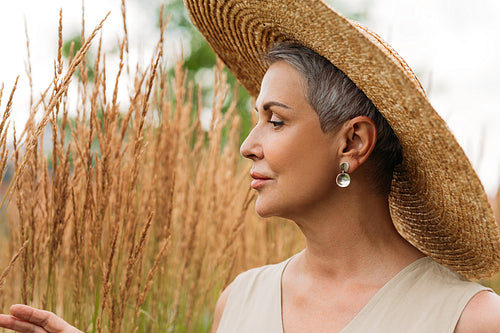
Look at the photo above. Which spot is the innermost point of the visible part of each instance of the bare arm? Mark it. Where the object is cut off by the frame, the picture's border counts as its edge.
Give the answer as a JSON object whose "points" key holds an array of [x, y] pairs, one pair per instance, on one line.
{"points": [[219, 308], [481, 315], [24, 318]]}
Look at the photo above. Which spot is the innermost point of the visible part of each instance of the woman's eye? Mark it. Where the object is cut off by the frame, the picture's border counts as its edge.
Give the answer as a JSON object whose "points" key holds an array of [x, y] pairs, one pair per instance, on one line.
{"points": [[276, 123]]}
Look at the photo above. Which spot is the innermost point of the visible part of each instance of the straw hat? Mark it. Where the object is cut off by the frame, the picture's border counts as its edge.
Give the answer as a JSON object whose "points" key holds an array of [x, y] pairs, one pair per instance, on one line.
{"points": [[437, 201]]}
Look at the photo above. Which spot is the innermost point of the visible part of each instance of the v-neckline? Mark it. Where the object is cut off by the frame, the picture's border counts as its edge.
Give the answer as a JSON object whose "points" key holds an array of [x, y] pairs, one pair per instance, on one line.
{"points": [[401, 274]]}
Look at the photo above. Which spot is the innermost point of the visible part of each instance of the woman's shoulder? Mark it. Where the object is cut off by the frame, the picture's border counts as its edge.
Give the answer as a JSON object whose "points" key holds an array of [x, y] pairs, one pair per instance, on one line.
{"points": [[481, 314], [248, 282]]}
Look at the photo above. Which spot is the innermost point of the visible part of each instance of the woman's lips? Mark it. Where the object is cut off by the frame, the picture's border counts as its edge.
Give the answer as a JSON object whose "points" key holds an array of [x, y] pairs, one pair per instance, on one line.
{"points": [[258, 180]]}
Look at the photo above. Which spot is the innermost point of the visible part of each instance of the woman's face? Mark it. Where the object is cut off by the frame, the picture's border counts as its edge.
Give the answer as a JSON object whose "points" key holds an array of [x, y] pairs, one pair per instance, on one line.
{"points": [[294, 161]]}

◆ Your instructions:
Copy each line above precisely, dropping the pictures.

◆ Solved problem:
Look at the photo above. Which spot is the innermost point of the visible part of each instance of the bare arm? Mark it. Where the object is cut off by the frame, the picture's border counts as its edge.
Give the answer as a JSON object whose "points" key holds an array of [x, y] pairs, one pair per instance, on one line.
{"points": [[219, 308], [481, 315], [24, 318]]}
Look at the photo above. Which spot is the innermost point of the visible part of each instance of the woman's eye? Mark it. Where the object is cut off by the frame, the picture's border counts as its edge.
Give the answer as a JSON object whose "points" key holds an array of [x, y] pairs, one pair per instance, on one line.
{"points": [[276, 123]]}
Look at the photo above. Which spot is the innermost point of the visible part of each instance of the straw hat? Mark it. Where the object is cut off by the frame, the picture's border counts as its edge.
Give the answer as a JSON object whose "points" key holds an array of [x, y] pairs, one pair per instance, on one line.
{"points": [[437, 201]]}
Look at the photo above. Which spot is the innermost point of the visible part of each instance of the v-neckline? Mark it. Where the object is cut off by the frame, the picture's border counts as its edge.
Give the answer as a JSON object whose "points" key holds an array of [x, y] pairs, one pair per instance, on one line.
{"points": [[401, 274]]}
Look at the photo above. Which spot is the innermost point of the visible part of each instance of the woman's shoulder? Mark it. Where the object is cut off by the frame, the picture's border counts as its edge.
Give the answer as a JSON object whose "points" key holds an array of [x, y] pairs, one pair per instance, on one line.
{"points": [[481, 314], [248, 282]]}
Look at the photo above. Which spot is the innermost point of the visible part of each instance of the woman's lips? Mark it. Where the object is cut off by the frame, the picture's border counts as its edge.
Give the answer as a JSON object whose "points" key holds an array of [x, y] pairs, one pair per instance, on one line.
{"points": [[258, 180]]}
Look at the photo above. Which spot is the innermost point of the visible part of each instance of the woman's face? Mark it. Where the object is cut off by the frame, the picture's border counts as its edge.
Give the answer as a JSON object whose "points" key holds an array of [x, y] pairs, one pair per instance, on one line.
{"points": [[294, 161]]}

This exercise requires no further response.